__Extracted text__

Summary: Product demos are often mistaken for cognitive walkthroughs, which is why I wrote this week's post. This "how-to" shows you how to run a simple, Cognitive Walkthrough using only four questions and includes a downloadable template you can use in the real world.
Early in my career, I was working as a UX researcher at a SaaS company. One day, I sat in on what was being called a Cognitive Walkthrough. I expected to witness something like I had read about on the Nielsen Norman Group website. What I saw instead was a PM-style demo. The PM clicked through the interface, explained what each interaction did, and everyone in the room nodded along. It felt more like a sales pitch than a research method.
At the time I remember thinking this can't be what this method is all about. My confusion must have been written all over my face because later, a UX Research Lead who acted as a mentor to me, took me aside. She explained that what we had just watched was not a Cognitive Walkthrough at all; it was just that the PM did know what he was talking about. So my mentor sat me down, taught me the actual framework and structure for conducting a proper Cognitive Walkthrough.
I learned a lot about what not to do from the bad demo.
My mentor told me that a Cognitive Walkthrough done wrong is actually worse than not doing one at all because it gives teams a false sense of security.
But, done correctly, it is one of the most efficient ways to surface real UX problems early in a project's lifecycle. I've included a downloadable template in this post that builds on those lessons. It lays out the structure I wish we had used in that very first session, a structure that has since proven itself across countless workflows for organizations of all shapes and sizes.
What is A Cognitive Walkthrough
A Cognitive Walkthrough is a structured method for stepping through a task as if you were a brand new user. The goal is not to show how the interface works. The goal is to simulate how someone without prior knowledge would approach each step.
The method is built on four questions:
Will the user know what they are trying to do at this step?
Will they see the control or option that allows them to do it?
Will they understand that this control does what they need?
After the action, will they receive system feedback that tells them it worked as intended?
Test any workflow against these four questions step by step, and you will start to identify where user friction is likely to appear in your design in the real world.

__Given data__
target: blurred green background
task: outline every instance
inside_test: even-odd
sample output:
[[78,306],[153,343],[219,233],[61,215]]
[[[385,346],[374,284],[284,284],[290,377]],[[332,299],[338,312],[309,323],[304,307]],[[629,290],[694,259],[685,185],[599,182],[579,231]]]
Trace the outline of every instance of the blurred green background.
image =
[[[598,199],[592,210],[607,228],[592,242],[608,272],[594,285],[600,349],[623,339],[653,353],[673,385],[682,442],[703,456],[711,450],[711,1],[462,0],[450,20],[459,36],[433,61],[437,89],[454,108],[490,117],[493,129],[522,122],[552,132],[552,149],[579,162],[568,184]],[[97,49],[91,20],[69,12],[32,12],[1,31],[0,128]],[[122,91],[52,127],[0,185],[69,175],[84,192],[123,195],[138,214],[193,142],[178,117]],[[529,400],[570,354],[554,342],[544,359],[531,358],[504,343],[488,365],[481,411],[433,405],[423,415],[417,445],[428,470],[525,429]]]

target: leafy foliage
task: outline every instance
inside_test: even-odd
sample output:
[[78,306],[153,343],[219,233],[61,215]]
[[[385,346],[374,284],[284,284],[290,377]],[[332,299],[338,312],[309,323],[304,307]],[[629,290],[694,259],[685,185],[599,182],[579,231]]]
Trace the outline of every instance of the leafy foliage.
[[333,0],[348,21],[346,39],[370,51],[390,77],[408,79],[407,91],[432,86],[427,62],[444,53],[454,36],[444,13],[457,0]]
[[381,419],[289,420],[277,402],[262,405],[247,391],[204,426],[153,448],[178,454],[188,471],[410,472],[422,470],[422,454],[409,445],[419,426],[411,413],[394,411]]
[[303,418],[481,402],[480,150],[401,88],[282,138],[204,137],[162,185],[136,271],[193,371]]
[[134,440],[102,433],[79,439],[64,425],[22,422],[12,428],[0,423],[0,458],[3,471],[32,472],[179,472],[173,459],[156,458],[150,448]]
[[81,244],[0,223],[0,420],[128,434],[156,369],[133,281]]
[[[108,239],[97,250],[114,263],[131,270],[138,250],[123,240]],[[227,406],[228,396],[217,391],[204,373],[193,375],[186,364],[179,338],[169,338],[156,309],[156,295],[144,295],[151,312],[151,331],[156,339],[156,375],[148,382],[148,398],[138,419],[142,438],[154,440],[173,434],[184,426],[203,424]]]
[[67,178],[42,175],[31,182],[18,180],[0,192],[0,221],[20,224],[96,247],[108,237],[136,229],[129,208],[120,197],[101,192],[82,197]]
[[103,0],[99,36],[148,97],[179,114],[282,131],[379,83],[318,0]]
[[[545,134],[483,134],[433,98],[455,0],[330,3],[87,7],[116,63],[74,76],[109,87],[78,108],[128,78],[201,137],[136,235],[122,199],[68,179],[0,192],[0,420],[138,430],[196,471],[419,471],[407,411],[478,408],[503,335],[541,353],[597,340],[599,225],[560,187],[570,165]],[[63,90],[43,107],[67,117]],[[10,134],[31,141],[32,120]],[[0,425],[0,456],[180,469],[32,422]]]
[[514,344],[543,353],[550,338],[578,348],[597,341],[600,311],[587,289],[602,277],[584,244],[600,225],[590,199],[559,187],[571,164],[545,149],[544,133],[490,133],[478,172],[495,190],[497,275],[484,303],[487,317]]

__Requirements__
1. Can you update the entries from the line with "target: leafy foliage" to the line with "Trace the outline of every instance of the leafy", replacing "leafy foliage" with "green foliage" and leaving everything else unchanged?
2. What comes next in the guide to running a Cognitive Walkthrough, picking up after its final sentence?

__Outputs by task__
1.
target: green foliage
task: outline every instance
inside_test: even-odd
sample output:
[[78,306],[153,343],[219,233],[61,215]]
[[[385,346],[374,284],[284,284],[290,377]],[[332,299],[338,312],[309,323],[304,307]],[[629,290],[694,259],[685,185],[599,182],[579,231]]]
Trace the outline of every instance of the green foliage.

2.
This was what was missing in that first session I watched early in my career. Everyone in the room assumed the answers to those questions were obvious. No one even bothered to ask any of them, so blind spots stayed hidden. The basic structure is what separates a real walkthrough from a demo. I created the Cognitive Walkthrough table below that organizes these four questions into a practical grid. You can use it with your own product and see how quickly weak spots surface.
The example grid below shows how a compliance officer might try to generate and export a quarterly report in a FinTech SaaS platform.
I hope this gives you an idea of what this could look like in the real world.
Where Confirmation Bias Creeps In
Confirmation bias is the reason so many teams think they ran a walkthrough when all they really did was confirm what they already know.
Bias shows up in a few predictable ways:
Assuming users know what the team knows: For example, believing the button labeled “Finalize” is the best choice when a clearer label like “Submit Report” or “Close Task” is more accurate.
Skipping messy starting points: Real users often begin from deep links, emails, or alerts, but teams often mistakenly start from a clean homepage.
Filling in gaps without realizing it: Teams narrate the steps out loud and convince themselves that control is discoverable.
Any of these sounding familiar?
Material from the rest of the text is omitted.